──────── Source

The variation of the sintered density and grain size of UO$_2$ as a function of the Li$_2$O amount and sintering atmosphere was observed. Li$_2$O enhanced the grain growth of the UO$_2$ pellet in H$_2$, but rather hindered it in $CO_2$ atmosphere. Grain size of the UO$_2$ and UO$_2$-0.1 wt%Li$_2$O pellets was, respectively, 8 $\mu$m and 100 $\mu$m at 168$0^{\circ}C$ in the H$_2$ atmosphere, and that of each pellet was, respectively, 24 $\mu$m and 17 $\mu$m at the same temperature in the $CO_2$ atmosphere. As-received Li$_2$O powder, which had been composed of Li$_2$O and LiOH, was converted to the Li$_2$CO$_3$ phase after heating to 80$0^{\circ}C$ in $CO_2$. On the other hand, the Li$_2$O and LiOH phases remained unchanged in H$_2$ atmosphere. In the H$_2$, the as-received Li$_2$O powder began to evaporate at about 105$0^{\circ}C$ and then about 20 wt% residue was left at 150$0^{\circ}C$. But, most of the Li elements evaporated at 150$0^{\circ}C$ in the $CO_2$ atmosphere.

────────────────
──────── Exercise input

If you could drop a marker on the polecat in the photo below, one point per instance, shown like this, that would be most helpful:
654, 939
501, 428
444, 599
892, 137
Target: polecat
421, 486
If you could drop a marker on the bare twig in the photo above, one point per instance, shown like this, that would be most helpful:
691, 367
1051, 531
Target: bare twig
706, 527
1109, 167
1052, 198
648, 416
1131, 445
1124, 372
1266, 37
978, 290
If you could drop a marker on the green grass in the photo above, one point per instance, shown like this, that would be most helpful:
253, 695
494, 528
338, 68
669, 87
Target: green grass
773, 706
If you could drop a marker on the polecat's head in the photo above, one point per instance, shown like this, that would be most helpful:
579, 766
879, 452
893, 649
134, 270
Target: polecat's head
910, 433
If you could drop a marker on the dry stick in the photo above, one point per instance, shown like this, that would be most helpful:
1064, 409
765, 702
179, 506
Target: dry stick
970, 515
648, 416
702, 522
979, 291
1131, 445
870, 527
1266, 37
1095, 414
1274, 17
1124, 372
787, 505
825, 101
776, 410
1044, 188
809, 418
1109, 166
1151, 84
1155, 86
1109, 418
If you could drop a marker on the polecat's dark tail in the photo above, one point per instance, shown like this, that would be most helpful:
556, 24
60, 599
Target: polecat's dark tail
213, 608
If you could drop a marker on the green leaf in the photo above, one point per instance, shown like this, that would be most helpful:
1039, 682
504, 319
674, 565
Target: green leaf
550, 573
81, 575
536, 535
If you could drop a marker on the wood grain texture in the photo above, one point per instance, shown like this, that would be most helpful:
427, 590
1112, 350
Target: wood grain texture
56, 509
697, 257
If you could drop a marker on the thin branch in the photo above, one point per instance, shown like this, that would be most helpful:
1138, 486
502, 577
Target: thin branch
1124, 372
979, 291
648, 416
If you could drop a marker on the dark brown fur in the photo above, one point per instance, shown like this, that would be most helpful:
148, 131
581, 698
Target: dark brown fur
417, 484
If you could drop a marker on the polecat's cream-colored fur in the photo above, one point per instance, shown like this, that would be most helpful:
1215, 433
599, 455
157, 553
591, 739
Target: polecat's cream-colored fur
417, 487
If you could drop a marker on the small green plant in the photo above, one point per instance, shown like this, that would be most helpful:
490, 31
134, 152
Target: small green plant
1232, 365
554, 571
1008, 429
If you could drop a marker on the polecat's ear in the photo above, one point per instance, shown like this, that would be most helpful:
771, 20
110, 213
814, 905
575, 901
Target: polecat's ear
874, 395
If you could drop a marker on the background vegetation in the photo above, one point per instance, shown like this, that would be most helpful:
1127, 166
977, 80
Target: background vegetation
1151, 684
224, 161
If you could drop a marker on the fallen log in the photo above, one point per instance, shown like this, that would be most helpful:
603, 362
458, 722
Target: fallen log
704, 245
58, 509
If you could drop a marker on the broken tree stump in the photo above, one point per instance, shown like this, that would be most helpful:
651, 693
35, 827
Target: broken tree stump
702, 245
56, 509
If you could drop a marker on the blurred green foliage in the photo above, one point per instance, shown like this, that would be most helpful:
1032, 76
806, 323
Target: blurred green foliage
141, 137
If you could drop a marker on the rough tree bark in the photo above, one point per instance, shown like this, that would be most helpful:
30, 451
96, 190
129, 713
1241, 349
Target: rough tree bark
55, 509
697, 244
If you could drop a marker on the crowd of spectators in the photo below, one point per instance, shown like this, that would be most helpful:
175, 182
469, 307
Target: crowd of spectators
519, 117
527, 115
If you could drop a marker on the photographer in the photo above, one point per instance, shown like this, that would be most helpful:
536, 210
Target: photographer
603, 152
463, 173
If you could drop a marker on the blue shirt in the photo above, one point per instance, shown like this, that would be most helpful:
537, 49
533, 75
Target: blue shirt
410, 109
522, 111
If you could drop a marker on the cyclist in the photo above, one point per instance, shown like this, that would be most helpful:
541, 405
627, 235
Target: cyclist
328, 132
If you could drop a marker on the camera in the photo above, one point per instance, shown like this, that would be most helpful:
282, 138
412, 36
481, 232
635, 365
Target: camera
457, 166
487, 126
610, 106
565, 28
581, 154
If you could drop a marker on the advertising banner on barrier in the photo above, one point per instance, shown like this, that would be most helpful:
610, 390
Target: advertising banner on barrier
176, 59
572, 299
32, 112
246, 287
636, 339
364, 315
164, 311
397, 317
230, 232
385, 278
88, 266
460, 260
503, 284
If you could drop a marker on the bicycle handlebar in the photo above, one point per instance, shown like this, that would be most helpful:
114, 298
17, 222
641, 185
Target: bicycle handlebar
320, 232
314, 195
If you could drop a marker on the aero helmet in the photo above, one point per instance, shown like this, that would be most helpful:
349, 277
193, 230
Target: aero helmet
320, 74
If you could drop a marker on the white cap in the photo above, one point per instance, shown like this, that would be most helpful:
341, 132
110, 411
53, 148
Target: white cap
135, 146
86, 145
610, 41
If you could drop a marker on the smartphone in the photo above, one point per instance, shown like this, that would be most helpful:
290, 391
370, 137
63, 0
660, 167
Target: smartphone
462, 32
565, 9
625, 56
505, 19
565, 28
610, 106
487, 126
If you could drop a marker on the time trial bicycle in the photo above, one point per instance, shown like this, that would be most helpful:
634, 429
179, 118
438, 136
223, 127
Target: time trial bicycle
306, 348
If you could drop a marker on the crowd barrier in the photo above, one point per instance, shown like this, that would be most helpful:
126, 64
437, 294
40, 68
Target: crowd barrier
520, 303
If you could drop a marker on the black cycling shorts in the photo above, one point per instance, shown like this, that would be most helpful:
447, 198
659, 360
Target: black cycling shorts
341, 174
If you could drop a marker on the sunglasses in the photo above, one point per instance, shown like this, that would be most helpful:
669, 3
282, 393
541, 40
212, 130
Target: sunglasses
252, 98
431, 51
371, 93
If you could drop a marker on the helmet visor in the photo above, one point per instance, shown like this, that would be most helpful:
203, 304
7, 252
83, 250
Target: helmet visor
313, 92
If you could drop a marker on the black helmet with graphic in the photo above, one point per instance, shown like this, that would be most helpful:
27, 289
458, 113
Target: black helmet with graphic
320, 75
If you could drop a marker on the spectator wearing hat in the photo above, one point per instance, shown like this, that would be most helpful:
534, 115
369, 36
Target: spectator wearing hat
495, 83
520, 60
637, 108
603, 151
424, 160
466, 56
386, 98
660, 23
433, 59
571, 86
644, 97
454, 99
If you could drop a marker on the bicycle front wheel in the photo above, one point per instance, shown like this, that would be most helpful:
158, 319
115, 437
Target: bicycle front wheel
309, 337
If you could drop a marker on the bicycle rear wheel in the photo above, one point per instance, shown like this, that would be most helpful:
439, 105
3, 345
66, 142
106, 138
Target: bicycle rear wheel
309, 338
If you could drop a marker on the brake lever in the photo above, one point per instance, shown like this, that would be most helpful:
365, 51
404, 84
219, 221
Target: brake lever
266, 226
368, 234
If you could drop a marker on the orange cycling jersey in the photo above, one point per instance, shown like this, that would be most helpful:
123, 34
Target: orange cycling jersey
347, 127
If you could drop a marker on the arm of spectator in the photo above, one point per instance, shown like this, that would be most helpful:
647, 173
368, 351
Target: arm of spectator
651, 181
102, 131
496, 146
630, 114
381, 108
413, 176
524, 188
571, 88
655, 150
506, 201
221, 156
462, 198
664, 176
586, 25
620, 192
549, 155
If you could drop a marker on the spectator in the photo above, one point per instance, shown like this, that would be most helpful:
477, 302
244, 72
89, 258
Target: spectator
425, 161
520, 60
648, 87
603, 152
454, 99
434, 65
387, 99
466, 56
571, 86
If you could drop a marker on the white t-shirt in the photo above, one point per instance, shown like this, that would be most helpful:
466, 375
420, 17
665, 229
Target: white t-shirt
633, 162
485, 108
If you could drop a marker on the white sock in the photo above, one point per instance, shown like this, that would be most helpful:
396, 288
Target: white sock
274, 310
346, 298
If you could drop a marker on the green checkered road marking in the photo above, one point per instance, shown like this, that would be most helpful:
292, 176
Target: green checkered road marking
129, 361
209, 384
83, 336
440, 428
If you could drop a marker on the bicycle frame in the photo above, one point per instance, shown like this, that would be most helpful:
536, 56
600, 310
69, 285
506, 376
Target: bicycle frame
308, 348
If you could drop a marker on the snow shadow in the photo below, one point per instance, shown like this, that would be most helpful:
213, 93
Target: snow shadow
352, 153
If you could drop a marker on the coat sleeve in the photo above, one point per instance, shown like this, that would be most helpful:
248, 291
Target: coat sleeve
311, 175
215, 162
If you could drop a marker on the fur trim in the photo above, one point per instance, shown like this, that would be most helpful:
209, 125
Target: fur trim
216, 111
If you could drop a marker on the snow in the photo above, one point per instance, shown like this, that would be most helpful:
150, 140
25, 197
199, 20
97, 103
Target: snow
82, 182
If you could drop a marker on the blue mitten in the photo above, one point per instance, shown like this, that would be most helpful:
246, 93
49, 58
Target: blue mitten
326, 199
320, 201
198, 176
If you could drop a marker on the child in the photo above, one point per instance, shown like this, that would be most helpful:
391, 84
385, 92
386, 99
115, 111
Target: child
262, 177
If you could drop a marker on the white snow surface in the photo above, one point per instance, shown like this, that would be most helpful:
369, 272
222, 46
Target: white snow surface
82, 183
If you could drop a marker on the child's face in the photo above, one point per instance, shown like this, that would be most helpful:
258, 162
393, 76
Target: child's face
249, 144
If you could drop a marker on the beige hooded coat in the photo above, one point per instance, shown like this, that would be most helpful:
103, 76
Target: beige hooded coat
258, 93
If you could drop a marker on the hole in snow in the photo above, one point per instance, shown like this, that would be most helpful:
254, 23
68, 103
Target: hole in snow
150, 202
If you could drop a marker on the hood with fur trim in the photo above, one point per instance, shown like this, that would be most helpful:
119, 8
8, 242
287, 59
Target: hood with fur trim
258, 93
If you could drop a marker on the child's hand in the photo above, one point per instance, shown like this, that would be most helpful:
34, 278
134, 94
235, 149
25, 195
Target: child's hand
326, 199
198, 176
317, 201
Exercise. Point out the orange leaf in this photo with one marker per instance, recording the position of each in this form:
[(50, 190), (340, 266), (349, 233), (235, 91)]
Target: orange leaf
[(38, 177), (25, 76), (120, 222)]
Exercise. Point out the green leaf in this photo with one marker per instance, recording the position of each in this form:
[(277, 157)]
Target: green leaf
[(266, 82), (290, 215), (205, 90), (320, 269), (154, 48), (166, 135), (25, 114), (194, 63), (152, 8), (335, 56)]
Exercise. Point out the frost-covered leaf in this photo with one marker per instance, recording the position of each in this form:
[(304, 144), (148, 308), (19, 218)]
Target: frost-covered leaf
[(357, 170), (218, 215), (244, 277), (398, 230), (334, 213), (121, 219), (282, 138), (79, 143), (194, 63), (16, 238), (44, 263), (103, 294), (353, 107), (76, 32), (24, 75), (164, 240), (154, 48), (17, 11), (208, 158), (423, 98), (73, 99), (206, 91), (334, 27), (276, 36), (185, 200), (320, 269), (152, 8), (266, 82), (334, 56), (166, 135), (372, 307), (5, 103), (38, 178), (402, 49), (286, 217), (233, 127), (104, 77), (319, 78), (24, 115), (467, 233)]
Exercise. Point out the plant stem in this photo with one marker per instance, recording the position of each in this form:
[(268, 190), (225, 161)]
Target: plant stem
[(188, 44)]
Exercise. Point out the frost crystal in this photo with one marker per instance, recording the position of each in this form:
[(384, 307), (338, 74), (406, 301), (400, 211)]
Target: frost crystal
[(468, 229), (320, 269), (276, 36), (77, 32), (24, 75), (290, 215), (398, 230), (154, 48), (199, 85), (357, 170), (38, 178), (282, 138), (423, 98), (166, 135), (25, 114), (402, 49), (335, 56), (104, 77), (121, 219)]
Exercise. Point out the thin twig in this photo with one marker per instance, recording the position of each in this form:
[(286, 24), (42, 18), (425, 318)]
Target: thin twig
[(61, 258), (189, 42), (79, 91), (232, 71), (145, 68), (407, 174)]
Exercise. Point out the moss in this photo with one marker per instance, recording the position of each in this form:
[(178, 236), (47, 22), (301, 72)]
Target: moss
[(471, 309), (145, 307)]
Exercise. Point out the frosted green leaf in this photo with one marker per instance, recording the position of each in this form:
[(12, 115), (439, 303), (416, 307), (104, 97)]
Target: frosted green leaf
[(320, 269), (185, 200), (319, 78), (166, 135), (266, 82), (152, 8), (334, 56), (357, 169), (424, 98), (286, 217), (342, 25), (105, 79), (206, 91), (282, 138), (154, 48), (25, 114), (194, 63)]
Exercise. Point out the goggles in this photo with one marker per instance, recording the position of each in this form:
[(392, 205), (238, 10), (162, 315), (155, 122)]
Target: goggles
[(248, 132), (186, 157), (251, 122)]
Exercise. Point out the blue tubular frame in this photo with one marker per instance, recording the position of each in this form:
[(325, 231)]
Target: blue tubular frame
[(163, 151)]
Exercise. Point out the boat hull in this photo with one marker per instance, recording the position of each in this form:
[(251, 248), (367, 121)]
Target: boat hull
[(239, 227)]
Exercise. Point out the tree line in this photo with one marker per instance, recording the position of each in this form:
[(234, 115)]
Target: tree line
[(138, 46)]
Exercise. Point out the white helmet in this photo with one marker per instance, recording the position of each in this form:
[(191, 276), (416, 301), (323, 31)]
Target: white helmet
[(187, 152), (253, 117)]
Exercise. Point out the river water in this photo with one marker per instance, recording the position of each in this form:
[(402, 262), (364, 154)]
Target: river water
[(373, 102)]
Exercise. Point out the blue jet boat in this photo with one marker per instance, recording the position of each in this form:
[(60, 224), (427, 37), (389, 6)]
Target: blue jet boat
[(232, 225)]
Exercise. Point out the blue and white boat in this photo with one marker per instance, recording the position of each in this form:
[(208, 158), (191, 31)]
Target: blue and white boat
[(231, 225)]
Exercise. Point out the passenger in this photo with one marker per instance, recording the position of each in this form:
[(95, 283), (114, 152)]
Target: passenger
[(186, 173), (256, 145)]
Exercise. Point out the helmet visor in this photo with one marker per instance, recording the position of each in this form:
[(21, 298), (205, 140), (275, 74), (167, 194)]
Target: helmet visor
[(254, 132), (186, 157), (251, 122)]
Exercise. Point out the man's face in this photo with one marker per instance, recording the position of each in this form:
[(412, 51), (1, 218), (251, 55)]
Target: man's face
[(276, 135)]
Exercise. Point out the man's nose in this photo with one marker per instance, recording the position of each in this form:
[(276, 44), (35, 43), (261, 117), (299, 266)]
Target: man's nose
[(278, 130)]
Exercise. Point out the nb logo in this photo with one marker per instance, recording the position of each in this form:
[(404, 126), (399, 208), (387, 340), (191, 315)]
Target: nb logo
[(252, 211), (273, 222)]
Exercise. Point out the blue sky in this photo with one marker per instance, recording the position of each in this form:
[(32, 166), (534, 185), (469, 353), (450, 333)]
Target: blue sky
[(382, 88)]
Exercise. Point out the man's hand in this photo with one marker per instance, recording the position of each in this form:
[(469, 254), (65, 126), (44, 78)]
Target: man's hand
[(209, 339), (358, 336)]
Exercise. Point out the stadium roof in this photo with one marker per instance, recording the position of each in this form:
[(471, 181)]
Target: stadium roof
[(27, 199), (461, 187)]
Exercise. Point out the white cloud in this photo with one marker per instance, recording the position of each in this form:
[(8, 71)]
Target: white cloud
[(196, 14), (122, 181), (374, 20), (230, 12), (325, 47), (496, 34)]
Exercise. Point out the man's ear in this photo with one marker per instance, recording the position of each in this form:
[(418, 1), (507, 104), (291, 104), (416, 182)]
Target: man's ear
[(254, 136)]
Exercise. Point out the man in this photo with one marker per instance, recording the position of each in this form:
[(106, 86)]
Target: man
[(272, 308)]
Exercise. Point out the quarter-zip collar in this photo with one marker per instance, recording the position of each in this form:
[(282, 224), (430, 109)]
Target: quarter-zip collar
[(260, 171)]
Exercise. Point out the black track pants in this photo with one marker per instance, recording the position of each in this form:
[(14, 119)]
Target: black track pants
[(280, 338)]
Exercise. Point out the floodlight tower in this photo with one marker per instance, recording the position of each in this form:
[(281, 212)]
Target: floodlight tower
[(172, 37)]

────────────────

▸ **Task set**
1) Reproduce the text on Li$_2$O and UO$_2$ sintering in full, with no changes.
2) Rewrite the entries from the line containing "Exercise. Point out the man in" through the line containing "[(260, 171)]", both included, and change "Target" to "Object" while leaving everything else as it is. Output only those lines.

▸ **Answers for this exercise**
1)
The variation of the sintered density and grain size of UO$_2$ as a function of the Li$_2$O amount and sintering atmosphere was observed. Li$_2$O enhanced the grain growth of the UO$_2$ pellet in H$_2$, but rather hindered it in $CO_2$ atmosphere. Grain size of the UO$_2$ and UO$_2$-0.1 wt%Li$_2$O pellets was, respectively, 8 $\mu$m and 100 $\mu$m at 168$0^{\circ}C$ in the H$_2$ atmosphere, and that of each pellet was, respectively, 24 $\mu$m and 17 $\mu$m at the same temperature in the $CO_2$ atmosphere. As-received Li$_2$O powder, which had been composed of Li$_2$O and LiOH, was converted to the Li$_2$CO$_3$ phase after heating to 80$0^{\circ}C$ in $CO_2$. On the other hand, the Li$_2$O and LiOH phases remained unchanged in H$_2$ atmosphere. In the H$_2$, the as-received Li$_2$O powder began to evaporate at about 105$0^{\circ}C$ and then about 20 wt% residue was left at 150$0^{\circ}C$. But, most of the Li elements evaporated at 150$0^{\circ}C$ in the $CO_2$ atmosphere.

2)
Exercise. Point out the man in this photo with one marker per instance, recording the position of each in this form:
[(106, 86)]
Object: man
[(272, 308)]
Exercise. Point out the quarter-zip collar in this photo with one marker per instance, recording the position of each in this form:
[(282, 224), (430, 109)]
Object: quarter-zip collar
[(260, 171)]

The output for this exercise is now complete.